[Segmentation labeling data]

** START **

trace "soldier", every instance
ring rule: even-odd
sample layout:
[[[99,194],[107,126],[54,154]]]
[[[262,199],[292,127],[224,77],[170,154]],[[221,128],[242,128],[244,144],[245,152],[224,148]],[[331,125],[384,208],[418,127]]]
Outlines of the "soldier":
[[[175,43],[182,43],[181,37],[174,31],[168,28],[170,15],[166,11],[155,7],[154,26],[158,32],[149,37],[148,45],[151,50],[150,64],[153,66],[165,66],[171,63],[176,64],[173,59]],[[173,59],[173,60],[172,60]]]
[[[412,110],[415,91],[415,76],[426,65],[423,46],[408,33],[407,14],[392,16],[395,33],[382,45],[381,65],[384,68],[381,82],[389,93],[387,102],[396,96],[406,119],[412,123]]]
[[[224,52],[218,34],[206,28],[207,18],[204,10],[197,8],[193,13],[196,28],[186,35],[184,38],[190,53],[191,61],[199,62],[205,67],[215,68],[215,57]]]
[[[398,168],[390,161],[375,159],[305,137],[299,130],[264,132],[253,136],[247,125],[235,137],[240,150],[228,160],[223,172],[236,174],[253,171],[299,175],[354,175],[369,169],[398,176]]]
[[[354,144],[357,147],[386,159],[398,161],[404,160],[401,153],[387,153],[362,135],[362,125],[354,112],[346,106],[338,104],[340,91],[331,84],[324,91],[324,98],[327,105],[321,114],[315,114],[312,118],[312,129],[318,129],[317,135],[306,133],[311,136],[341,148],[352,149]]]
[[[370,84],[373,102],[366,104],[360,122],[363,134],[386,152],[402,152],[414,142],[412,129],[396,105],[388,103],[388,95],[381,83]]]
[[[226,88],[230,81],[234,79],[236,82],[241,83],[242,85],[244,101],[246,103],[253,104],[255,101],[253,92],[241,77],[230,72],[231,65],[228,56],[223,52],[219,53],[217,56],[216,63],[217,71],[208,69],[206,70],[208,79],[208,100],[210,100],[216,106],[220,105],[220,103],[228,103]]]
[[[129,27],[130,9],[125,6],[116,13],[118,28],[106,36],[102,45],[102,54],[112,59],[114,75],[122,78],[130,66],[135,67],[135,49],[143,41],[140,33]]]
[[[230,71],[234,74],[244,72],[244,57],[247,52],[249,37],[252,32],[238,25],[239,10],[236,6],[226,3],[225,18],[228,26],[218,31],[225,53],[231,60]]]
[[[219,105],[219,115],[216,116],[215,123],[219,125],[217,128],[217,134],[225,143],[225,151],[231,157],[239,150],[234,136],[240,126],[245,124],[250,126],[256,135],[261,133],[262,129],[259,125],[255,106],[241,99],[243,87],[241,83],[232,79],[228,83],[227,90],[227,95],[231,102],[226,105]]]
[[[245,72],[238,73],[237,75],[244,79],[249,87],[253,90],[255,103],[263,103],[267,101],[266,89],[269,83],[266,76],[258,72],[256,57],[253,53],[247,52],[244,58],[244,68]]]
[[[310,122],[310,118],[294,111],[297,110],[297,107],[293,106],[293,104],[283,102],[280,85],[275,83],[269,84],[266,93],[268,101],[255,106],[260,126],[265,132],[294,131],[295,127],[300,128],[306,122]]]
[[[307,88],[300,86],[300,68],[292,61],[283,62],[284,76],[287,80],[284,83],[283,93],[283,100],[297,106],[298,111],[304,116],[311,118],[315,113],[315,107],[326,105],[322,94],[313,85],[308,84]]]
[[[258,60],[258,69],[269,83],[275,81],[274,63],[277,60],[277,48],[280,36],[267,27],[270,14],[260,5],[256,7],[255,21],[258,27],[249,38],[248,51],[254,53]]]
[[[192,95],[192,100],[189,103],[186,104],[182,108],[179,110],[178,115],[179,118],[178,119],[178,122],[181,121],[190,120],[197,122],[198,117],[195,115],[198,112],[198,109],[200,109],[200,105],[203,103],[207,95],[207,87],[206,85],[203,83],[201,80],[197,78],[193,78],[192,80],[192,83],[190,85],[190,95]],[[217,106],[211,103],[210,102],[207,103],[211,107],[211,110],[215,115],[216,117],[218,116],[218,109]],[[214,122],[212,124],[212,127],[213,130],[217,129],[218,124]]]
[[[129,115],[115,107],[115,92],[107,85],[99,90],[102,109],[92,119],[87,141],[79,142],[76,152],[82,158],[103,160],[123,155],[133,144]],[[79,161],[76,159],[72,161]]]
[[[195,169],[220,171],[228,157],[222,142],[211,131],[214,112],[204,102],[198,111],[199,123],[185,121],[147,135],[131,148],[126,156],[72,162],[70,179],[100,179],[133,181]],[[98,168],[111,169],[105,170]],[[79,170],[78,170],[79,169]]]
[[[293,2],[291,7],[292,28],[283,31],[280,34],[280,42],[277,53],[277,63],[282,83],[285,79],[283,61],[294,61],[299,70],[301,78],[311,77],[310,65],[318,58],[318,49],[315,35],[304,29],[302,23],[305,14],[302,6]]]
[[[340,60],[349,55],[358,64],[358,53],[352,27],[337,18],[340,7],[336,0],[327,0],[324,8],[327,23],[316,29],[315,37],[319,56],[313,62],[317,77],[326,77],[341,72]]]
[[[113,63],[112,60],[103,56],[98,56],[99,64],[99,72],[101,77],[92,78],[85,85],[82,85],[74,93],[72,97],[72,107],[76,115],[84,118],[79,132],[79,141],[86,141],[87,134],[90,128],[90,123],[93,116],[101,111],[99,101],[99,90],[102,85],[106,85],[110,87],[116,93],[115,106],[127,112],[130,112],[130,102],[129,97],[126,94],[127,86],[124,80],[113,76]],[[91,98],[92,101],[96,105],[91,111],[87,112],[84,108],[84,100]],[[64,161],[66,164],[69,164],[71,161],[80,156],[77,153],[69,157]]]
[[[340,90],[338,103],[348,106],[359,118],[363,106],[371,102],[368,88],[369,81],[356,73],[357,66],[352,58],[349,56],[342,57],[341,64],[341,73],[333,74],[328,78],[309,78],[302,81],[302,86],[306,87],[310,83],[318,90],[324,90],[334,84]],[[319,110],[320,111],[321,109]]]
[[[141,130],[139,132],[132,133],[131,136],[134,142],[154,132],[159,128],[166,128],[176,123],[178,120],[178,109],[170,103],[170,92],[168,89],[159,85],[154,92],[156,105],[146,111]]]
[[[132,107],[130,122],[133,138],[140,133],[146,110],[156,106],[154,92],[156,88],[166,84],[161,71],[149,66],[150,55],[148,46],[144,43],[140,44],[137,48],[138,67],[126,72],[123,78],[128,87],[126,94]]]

** END **

(Task): Reproduce every line of the data above without any change.

(Final result):
trace "soldier", every instance
ring rule: even-odd
sample layout:
[[[99,194],[107,126],[54,154]]]
[[[262,199],[292,127],[224,77],[170,154]],[[221,128],[242,128],[244,144],[245,152],[224,148]],[[331,125],[384,208],[418,127]]]
Outlines of the "soldier":
[[[175,43],[182,43],[181,37],[174,31],[168,28],[170,15],[166,11],[155,7],[154,26],[158,32],[149,37],[148,45],[151,50],[150,64],[153,66],[165,66],[171,63],[176,64],[173,59]],[[173,59],[173,60],[172,60]]]
[[[412,110],[415,91],[415,76],[426,65],[423,46],[408,33],[407,14],[392,16],[395,33],[382,45],[381,65],[384,68],[381,82],[389,93],[387,102],[396,96],[406,119],[412,123]]]
[[[224,52],[218,34],[206,28],[207,18],[204,10],[197,8],[193,13],[196,28],[186,35],[184,38],[190,53],[191,61],[199,62],[205,67],[215,68],[215,57]]]
[[[398,168],[390,161],[375,159],[305,137],[299,130],[264,132],[253,136],[247,125],[235,137],[240,150],[228,160],[223,172],[236,174],[253,171],[299,175],[354,175],[369,169],[398,176]]]
[[[354,144],[357,147],[386,159],[398,161],[404,160],[401,153],[387,153],[362,135],[362,125],[354,112],[346,106],[338,104],[340,91],[331,84],[324,91],[324,98],[327,105],[321,114],[315,114],[312,118],[312,129],[318,129],[317,135],[306,133],[311,136],[341,148],[352,149]]]
[[[370,84],[373,102],[366,104],[360,122],[363,134],[386,152],[402,152],[414,142],[412,129],[396,105],[388,103],[388,95],[381,83]]]
[[[226,88],[230,81],[234,79],[236,82],[241,83],[242,85],[244,101],[246,103],[253,104],[255,101],[253,92],[241,77],[230,72],[231,65],[228,56],[223,52],[219,53],[217,56],[216,63],[217,71],[208,69],[206,70],[208,79],[208,100],[210,100],[216,106],[220,105],[220,103],[228,103]]]
[[[129,27],[130,9],[125,6],[116,13],[118,28],[106,36],[102,45],[102,54],[112,59],[114,75],[122,78],[130,66],[135,67],[135,49],[143,41],[140,33]]]
[[[230,71],[234,74],[244,72],[244,57],[247,52],[249,37],[252,32],[238,25],[239,10],[236,6],[226,3],[225,18],[228,26],[218,31],[225,53],[231,60]]]
[[[219,105],[219,115],[216,116],[215,123],[219,125],[217,128],[217,134],[225,143],[225,151],[231,157],[239,150],[234,136],[240,126],[245,124],[250,126],[256,135],[261,133],[262,129],[259,125],[255,106],[241,99],[243,87],[241,83],[232,79],[228,83],[227,90],[227,95],[231,102],[226,105]]]
[[[245,72],[238,73],[237,75],[244,79],[249,87],[253,90],[255,103],[263,103],[267,101],[266,89],[269,83],[266,76],[258,72],[256,57],[253,53],[247,52],[244,58],[244,68]]]
[[[310,122],[310,118],[294,111],[297,110],[297,107],[293,106],[293,104],[283,102],[280,85],[275,83],[269,84],[266,93],[268,101],[255,106],[260,126],[265,132],[294,131],[295,127],[300,128],[306,122]]]
[[[307,88],[300,86],[300,68],[292,61],[283,62],[284,76],[287,80],[284,83],[283,93],[283,100],[297,106],[298,111],[304,116],[311,118],[315,113],[315,107],[326,105],[322,94],[313,85],[308,84]]]
[[[258,60],[258,69],[269,83],[275,81],[274,63],[277,60],[277,48],[280,36],[267,27],[270,14],[260,5],[256,7],[255,21],[258,27],[249,38],[248,51],[254,53]]]
[[[192,95],[192,100],[189,103],[186,104],[182,108],[179,110],[178,115],[179,118],[178,119],[178,122],[181,121],[190,120],[197,122],[198,117],[195,115],[198,112],[198,109],[200,109],[200,105],[203,103],[207,95],[207,87],[206,85],[203,83],[201,80],[197,78],[193,78],[192,80],[192,83],[190,85],[190,95]],[[217,106],[211,103],[210,102],[207,103],[211,107],[211,110],[215,115],[216,117],[218,116],[218,109]],[[214,122],[212,124],[212,127],[213,130],[217,129],[218,124]]]
[[[129,115],[115,107],[115,92],[107,85],[99,90],[102,109],[92,119],[87,141],[79,142],[76,152],[82,158],[103,160],[123,155],[133,144]],[[79,161],[76,159],[72,161]]]
[[[195,169],[220,171],[228,157],[222,142],[211,131],[214,112],[204,102],[198,111],[199,123],[185,121],[147,135],[131,148],[126,156],[72,162],[70,179],[100,179],[133,181]],[[98,168],[111,169],[105,170]],[[79,170],[78,170],[79,169]]]
[[[293,2],[291,7],[292,28],[283,31],[280,34],[280,42],[277,53],[277,63],[282,83],[285,79],[283,61],[294,61],[299,70],[301,78],[311,77],[310,65],[318,58],[318,49],[315,35],[304,29],[302,23],[305,14],[302,6]]]
[[[340,60],[349,55],[358,64],[358,53],[352,27],[337,18],[340,7],[336,0],[327,0],[324,8],[327,23],[316,29],[315,37],[319,56],[313,62],[317,77],[326,77],[341,72]]]
[[[113,63],[112,60],[103,56],[98,56],[99,64],[99,72],[101,77],[92,78],[85,85],[82,85],[74,93],[72,97],[72,107],[76,115],[84,118],[79,132],[79,141],[86,141],[87,134],[90,128],[90,123],[93,116],[101,111],[99,101],[99,90],[102,85],[106,85],[110,87],[116,93],[115,106],[127,112],[130,112],[130,102],[129,97],[126,94],[127,86],[124,80],[113,76]],[[91,98],[92,101],[96,105],[91,111],[87,112],[84,108],[84,100]],[[64,161],[66,164],[69,164],[71,161],[80,156],[77,153],[69,157]]]
[[[340,90],[338,103],[348,106],[359,118],[363,106],[371,102],[368,88],[369,81],[356,73],[357,66],[352,58],[349,56],[342,57],[341,64],[341,73],[333,74],[328,78],[309,78],[302,81],[302,86],[306,87],[310,83],[318,90],[324,90],[334,84]],[[319,110],[320,111],[321,109]]]
[[[141,130],[139,132],[132,133],[131,136],[134,142],[154,132],[159,128],[166,128],[176,123],[178,120],[178,109],[170,103],[170,92],[168,89],[159,85],[154,92],[156,105],[146,111]]]
[[[132,107],[130,122],[133,138],[140,133],[146,110],[156,106],[154,92],[156,88],[166,84],[161,71],[149,66],[150,55],[148,46],[144,43],[140,44],[137,48],[138,67],[126,72],[123,78],[128,87],[126,94]]]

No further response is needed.